Dataset excerpt:
Begin
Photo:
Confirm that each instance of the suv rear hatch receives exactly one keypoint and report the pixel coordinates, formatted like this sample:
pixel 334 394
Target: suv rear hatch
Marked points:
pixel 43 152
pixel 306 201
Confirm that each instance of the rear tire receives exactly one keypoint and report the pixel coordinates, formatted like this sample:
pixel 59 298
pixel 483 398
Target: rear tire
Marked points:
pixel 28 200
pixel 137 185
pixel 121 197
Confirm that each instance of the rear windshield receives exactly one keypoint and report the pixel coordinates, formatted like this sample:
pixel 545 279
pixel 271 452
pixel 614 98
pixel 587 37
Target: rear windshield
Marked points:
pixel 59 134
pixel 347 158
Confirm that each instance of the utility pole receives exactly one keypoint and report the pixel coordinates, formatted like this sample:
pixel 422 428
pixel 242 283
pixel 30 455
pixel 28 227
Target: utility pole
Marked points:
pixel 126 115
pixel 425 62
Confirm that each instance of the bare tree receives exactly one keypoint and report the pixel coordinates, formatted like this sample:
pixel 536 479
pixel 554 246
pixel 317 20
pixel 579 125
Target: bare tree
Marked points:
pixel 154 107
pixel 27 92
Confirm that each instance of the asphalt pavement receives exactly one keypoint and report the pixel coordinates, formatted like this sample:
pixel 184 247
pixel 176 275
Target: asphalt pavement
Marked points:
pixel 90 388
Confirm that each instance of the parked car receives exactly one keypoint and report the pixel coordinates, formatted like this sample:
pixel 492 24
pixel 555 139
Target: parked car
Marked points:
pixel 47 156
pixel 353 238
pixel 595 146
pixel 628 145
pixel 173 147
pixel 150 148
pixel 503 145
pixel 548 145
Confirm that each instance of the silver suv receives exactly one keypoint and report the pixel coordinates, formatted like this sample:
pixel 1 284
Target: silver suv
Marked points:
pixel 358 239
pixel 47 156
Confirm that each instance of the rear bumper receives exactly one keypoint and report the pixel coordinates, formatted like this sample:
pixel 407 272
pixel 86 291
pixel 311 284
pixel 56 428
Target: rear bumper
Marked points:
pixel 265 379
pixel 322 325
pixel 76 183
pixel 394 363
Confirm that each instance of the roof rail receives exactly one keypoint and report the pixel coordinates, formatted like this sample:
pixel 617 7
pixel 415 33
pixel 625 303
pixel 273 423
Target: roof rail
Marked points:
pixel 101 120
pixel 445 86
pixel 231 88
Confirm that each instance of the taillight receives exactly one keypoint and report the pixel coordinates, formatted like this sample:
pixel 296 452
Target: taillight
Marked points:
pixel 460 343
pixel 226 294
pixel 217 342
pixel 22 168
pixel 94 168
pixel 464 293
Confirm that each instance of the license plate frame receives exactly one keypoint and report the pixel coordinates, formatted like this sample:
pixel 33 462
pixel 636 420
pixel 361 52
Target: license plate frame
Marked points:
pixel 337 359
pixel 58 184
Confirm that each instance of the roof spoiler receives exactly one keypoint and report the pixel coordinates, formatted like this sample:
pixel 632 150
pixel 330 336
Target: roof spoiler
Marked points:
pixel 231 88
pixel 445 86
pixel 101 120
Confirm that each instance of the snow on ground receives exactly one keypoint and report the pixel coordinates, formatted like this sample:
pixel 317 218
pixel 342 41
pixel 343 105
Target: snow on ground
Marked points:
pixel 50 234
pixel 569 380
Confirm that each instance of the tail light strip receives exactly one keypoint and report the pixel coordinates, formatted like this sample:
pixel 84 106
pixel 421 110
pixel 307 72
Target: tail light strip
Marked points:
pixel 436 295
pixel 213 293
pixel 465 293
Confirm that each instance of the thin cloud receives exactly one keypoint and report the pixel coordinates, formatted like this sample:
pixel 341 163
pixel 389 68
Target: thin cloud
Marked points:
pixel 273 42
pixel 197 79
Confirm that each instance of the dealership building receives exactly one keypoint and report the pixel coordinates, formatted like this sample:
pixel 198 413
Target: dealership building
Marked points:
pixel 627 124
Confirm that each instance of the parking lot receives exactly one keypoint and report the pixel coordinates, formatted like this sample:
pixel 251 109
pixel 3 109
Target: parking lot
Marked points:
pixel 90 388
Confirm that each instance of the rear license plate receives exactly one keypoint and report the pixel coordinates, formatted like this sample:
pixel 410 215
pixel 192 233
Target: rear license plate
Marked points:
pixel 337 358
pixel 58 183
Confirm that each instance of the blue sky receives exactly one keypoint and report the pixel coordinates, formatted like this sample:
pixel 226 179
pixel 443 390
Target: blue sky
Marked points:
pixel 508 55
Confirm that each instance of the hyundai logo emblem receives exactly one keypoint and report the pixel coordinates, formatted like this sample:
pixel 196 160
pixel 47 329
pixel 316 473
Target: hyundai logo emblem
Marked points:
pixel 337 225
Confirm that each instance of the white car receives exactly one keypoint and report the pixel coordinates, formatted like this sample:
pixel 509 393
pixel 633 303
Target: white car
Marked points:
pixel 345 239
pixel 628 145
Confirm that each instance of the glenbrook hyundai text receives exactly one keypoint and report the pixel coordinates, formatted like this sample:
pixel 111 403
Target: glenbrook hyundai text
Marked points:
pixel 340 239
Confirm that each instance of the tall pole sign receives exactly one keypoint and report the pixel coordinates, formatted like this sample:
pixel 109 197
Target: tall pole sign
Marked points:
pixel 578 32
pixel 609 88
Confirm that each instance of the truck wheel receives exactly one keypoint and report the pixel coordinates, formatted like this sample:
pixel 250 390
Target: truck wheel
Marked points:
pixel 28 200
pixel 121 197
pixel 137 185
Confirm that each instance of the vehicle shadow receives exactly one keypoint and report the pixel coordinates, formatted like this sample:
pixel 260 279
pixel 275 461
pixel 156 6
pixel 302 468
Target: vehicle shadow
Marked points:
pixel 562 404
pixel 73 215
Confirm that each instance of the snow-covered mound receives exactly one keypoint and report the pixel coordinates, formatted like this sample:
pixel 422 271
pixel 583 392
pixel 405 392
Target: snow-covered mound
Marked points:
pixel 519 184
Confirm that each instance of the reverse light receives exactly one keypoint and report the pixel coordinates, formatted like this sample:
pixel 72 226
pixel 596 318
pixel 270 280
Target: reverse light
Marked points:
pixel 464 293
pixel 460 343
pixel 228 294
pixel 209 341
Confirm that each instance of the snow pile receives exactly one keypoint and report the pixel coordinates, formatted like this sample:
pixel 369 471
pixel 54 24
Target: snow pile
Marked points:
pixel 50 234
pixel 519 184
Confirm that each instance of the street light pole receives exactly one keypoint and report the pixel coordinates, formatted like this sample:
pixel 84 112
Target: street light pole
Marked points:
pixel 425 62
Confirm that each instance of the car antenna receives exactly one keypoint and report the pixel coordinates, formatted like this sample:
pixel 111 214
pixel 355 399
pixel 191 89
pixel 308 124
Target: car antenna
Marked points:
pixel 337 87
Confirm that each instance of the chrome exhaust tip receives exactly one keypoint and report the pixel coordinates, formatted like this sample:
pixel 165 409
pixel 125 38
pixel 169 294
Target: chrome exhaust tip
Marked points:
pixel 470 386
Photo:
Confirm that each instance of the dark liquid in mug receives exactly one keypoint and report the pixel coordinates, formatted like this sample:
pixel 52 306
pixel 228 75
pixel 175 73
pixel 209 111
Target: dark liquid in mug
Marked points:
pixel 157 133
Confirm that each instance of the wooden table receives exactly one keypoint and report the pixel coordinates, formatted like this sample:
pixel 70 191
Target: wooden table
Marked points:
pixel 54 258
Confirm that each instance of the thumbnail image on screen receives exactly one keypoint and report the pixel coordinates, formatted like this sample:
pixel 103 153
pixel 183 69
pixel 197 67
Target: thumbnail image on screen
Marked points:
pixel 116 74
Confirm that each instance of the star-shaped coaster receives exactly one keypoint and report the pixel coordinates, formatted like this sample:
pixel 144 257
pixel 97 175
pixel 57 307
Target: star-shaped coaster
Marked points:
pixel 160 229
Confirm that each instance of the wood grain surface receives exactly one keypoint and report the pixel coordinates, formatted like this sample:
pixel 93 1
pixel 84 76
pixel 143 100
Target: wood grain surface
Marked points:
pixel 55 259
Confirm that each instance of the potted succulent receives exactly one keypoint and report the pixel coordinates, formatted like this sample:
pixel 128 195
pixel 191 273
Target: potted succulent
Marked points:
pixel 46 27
End
Exercise
Change "potted succulent" to "potted cactus" in everything from the line containing "Confirm that each instance of the potted" down to the end of the records. Leave all other lines exactly as they are, and give only that stretch.

Output of the task
Confirm that each instance of the potted cactus receives exactly one keypoint and report the pixel coordinates, formatted like this sample:
pixel 128 195
pixel 191 273
Target: potted cactus
Marked points:
pixel 46 27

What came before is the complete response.